Begin EXTRACTED ENTRIES
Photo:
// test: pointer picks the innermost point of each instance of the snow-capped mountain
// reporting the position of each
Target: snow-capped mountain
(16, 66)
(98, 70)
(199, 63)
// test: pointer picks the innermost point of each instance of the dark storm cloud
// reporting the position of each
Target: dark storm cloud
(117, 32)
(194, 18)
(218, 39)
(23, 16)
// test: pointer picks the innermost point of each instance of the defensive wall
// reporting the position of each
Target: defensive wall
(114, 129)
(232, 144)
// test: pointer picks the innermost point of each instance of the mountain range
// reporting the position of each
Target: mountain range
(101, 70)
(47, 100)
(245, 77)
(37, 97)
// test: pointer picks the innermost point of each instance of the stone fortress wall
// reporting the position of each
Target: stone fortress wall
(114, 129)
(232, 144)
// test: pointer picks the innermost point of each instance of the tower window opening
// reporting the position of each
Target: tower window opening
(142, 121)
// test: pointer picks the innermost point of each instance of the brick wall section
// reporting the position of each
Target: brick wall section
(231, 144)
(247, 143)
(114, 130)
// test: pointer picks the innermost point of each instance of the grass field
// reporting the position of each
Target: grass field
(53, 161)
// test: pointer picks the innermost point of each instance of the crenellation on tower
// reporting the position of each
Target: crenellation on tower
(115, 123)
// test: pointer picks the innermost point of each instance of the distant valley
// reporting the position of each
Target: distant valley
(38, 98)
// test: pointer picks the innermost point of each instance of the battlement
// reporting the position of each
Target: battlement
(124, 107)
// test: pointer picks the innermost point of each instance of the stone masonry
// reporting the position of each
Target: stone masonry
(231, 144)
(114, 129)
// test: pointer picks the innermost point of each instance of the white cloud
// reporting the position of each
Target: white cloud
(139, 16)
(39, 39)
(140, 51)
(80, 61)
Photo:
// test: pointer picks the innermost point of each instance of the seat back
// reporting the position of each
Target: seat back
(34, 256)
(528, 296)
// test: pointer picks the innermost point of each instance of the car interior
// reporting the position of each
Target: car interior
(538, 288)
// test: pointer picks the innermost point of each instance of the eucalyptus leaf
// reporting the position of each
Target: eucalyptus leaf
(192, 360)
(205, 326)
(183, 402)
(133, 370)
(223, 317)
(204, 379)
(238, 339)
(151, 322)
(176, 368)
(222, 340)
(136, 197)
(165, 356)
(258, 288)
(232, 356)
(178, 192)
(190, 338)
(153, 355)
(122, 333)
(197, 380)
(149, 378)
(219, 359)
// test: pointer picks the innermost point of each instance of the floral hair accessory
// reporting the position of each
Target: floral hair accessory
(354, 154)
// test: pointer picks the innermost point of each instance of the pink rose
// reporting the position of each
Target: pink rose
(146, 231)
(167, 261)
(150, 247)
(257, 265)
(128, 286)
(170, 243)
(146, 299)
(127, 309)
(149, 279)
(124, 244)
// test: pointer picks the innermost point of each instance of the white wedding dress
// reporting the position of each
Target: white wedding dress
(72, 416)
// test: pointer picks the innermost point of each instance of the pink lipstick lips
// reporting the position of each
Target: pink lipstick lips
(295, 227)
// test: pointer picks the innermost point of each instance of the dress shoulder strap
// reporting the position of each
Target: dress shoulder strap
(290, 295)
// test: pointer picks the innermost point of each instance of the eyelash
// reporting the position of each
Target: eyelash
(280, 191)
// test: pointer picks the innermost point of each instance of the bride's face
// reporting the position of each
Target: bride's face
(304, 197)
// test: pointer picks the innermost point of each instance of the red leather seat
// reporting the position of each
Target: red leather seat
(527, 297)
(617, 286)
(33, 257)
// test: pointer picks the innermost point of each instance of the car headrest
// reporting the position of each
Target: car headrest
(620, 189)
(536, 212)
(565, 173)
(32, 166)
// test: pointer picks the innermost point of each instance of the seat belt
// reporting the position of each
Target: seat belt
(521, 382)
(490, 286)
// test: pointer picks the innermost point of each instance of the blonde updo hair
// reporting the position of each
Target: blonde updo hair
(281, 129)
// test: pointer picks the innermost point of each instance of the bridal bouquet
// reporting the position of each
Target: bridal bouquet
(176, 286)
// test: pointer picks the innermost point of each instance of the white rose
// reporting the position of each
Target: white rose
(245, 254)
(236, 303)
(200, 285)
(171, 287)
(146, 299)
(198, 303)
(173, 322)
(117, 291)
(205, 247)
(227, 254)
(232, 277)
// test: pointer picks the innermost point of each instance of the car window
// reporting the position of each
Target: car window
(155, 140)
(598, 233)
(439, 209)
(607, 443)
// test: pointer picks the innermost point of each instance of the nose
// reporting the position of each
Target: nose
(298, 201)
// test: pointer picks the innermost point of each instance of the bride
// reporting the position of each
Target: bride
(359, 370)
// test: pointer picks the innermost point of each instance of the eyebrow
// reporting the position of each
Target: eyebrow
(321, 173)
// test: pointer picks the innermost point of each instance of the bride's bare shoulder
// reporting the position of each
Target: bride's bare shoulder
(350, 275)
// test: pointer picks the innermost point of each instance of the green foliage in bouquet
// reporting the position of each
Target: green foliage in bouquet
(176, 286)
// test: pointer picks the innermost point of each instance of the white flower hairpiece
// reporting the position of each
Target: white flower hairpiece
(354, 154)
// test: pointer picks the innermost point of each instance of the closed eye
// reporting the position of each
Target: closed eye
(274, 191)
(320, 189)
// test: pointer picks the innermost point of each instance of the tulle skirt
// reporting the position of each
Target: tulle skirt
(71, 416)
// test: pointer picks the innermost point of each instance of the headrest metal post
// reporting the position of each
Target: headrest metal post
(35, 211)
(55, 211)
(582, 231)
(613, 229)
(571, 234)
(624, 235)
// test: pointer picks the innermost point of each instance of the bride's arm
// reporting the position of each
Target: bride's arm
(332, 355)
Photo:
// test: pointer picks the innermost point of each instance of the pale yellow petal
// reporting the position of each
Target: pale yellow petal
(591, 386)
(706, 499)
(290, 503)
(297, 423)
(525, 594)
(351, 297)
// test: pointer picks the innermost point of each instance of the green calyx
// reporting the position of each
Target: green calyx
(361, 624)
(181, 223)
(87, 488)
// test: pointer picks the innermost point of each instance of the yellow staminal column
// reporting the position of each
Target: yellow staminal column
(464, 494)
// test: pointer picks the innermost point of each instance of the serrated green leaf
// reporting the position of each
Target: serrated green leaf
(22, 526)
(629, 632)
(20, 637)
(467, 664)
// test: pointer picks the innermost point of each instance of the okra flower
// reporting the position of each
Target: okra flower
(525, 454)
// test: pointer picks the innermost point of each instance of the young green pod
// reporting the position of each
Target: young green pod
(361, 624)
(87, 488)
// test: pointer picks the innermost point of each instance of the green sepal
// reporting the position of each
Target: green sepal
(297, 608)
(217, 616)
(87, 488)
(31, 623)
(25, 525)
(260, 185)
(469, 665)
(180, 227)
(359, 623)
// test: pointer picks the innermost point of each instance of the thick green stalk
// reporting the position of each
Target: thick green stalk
End EXTRACTED ENTRIES
Begin EXTRACTED ENTRIES
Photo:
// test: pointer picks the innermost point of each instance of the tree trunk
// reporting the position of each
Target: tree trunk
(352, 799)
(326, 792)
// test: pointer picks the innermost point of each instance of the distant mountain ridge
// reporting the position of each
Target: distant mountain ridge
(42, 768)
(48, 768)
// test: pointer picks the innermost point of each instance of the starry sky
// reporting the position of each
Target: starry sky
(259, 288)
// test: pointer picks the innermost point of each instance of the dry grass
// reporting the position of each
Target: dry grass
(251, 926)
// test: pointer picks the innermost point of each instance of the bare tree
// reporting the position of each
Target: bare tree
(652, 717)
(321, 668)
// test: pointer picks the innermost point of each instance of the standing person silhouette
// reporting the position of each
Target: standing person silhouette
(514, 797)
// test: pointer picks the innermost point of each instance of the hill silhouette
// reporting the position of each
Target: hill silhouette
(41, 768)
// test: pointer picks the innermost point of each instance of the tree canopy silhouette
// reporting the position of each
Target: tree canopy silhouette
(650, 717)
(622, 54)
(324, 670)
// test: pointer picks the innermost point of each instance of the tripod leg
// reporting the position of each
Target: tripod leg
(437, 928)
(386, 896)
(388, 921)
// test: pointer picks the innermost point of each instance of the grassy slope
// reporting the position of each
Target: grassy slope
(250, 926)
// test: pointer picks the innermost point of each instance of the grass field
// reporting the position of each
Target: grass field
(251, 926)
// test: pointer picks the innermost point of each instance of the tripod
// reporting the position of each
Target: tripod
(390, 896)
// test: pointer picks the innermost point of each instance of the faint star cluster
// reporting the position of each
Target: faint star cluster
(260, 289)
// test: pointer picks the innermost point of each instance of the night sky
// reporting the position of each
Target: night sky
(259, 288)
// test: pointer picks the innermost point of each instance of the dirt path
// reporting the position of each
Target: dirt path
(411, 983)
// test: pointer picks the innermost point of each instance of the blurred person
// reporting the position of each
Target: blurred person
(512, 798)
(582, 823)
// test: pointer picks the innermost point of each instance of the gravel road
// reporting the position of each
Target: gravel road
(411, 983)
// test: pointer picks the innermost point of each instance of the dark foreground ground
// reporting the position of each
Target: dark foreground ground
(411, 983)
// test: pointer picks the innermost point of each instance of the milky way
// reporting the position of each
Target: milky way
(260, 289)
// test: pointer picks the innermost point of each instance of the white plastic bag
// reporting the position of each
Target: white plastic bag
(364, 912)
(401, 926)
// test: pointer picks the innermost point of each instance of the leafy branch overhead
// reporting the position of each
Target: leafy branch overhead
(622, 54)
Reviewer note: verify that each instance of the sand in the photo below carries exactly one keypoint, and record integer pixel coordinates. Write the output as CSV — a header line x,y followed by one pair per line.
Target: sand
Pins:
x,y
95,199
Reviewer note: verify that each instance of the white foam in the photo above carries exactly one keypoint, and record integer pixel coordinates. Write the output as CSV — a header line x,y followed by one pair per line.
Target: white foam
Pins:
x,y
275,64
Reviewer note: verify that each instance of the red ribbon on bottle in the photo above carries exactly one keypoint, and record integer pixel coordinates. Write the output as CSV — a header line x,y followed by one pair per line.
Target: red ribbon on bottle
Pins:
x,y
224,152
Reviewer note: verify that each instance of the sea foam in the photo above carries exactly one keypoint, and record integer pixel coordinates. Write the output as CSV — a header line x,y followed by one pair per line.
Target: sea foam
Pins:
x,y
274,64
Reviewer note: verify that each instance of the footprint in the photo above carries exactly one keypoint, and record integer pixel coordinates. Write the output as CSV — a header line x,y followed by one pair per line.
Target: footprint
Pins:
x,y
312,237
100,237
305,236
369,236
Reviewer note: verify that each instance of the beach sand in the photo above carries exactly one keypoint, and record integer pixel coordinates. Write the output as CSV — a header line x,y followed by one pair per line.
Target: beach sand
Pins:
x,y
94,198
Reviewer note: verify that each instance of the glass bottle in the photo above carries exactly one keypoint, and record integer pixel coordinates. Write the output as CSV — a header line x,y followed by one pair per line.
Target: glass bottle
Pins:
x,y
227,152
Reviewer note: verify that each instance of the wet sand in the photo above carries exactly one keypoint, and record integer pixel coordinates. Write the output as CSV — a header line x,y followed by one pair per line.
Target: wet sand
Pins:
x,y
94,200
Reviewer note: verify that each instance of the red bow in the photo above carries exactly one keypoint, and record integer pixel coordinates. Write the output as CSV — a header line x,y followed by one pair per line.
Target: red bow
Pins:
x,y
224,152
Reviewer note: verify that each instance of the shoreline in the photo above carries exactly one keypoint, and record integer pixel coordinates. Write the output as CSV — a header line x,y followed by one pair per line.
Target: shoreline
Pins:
End EXTRACTED ENTRIES
→ **DIRECTIONS**:
Reproduce the records from the line containing "the green calyx" down to the line containing "Target: thick green stalk", with "okra flower" replaced by "okra blossom" throughout and everything else unchanged.

→ **WORKED SOLUTION**:
// test: pointer picks the innermost point of each instance of the green calyx
// reporting the position of each
Target: green calyx
(361, 624)
(181, 223)
(87, 488)
// test: pointer picks the innermost point of each instance of the yellow staminal column
// reporting the position of each
Target: yellow staminal column
(464, 494)
// test: pointer picks the innermost point of each instance of the serrated green leaf
// reporting the position of each
Target: serrated green leaf
(22, 526)
(629, 632)
(20, 637)
(467, 664)
// test: pointer picks the innermost point of each instance of the okra blossom
// reporting the position of each
Target: okra blossom
(525, 454)
// test: pointer picks the innermost point of each instance of the young green pod
// reporting the position of each
Target: young green pod
(361, 624)
(87, 488)
// test: pointer picks the innermost point of each instance of the green sepal
// reporting the position of each
Target: green sepal
(297, 608)
(217, 616)
(87, 488)
(31, 623)
(25, 525)
(260, 185)
(469, 665)
(180, 227)
(359, 623)
// test: pointer picks the innermost point of each instance of the thick green stalk
// reporting the position of each
Target: thick green stalk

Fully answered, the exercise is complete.